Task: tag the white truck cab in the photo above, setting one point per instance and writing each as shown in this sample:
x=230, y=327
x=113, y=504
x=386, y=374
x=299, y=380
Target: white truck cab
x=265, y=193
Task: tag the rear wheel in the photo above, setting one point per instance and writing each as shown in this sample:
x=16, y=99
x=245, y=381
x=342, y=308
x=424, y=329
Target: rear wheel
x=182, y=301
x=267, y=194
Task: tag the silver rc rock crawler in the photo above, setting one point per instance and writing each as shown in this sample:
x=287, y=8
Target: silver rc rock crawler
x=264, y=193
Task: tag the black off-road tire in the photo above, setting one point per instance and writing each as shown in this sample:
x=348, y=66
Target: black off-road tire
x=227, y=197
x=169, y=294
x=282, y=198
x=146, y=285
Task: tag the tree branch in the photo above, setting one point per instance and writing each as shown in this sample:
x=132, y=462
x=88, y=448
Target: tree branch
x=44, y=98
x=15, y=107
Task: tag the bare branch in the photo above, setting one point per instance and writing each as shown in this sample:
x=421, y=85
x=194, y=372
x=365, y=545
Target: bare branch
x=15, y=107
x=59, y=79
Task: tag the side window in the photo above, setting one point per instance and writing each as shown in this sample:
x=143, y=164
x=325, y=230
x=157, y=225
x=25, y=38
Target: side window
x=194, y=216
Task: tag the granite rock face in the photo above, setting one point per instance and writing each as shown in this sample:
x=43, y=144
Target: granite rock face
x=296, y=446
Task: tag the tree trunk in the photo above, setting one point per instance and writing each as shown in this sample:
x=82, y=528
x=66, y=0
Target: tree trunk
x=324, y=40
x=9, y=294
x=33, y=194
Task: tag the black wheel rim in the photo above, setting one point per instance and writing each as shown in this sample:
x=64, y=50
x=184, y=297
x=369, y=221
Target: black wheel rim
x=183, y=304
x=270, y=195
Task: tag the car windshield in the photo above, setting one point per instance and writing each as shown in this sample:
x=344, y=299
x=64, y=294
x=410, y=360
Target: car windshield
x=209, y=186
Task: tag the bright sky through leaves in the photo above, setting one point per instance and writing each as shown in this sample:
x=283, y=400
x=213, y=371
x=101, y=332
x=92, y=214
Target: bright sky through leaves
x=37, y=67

------------------------------------------------------------------------

Aim of the exercise: Reproduce all of the data above line for line, with no changes.

Solution for this task:
Task: tag the white truck cab in the photo above, setting one point per instance and writing each as shown in this sample:
x=230, y=327
x=113, y=504
x=386, y=374
x=299, y=380
Target: white truck cab
x=265, y=193
Task: tag the rear wheel in the photo above, setting one point per instance and writing each as shown in this sample:
x=16, y=99
x=245, y=381
x=342, y=308
x=424, y=329
Target: rear wheel
x=182, y=301
x=267, y=194
Task: tag the silver rc rock crawler in the photo above, setting one point per instance and writing each as shown in this sample:
x=287, y=8
Target: silver rc rock crawler
x=264, y=193
Task: tag the black off-road tire in the photo above, setting one point per instance and writing each as shown in this sample:
x=348, y=66
Target: black off-road tire
x=227, y=197
x=169, y=294
x=282, y=198
x=146, y=285
Task: tag the tree branch in the photo above, setting one point per instance and writing each as shown in this sample:
x=132, y=462
x=88, y=448
Target: tree branch
x=44, y=98
x=15, y=107
Task: tag the bare branch in the photo above, setting one point per instance and writing each as shown in this sample:
x=421, y=85
x=194, y=372
x=365, y=545
Target: bare branch
x=15, y=107
x=59, y=79
Task: tag the side window in the photo above, setting one point per instance and writing each as shown in this sample:
x=143, y=164
x=325, y=230
x=157, y=225
x=25, y=38
Target: side window
x=194, y=216
Task: tag the granite rock face in the photo above, setting one point per instance and writing each as shown in this sample:
x=43, y=144
Target: granite rock face
x=296, y=446
Task: tag the tree trunk in the photo above, setting one point per instance and writing each as shown in this sample:
x=82, y=528
x=66, y=0
Target: tree trunk
x=324, y=40
x=9, y=294
x=33, y=194
Task: tag the black wheel rim in the photo above, setting one point per instance and writing each as shown in this sample:
x=64, y=50
x=184, y=297
x=369, y=221
Target: black wheel rim
x=183, y=304
x=270, y=195
Task: tag the car windshield in the photo above, setting one point per instance and writing each as shown in this sample:
x=344, y=299
x=64, y=294
x=410, y=360
Target: car windshield
x=209, y=186
Task: tag the bright sky through leaves in the photo above, setting one point per instance and writing each as shown in this sample:
x=283, y=400
x=213, y=371
x=101, y=332
x=92, y=214
Target: bright sky through leaves
x=37, y=67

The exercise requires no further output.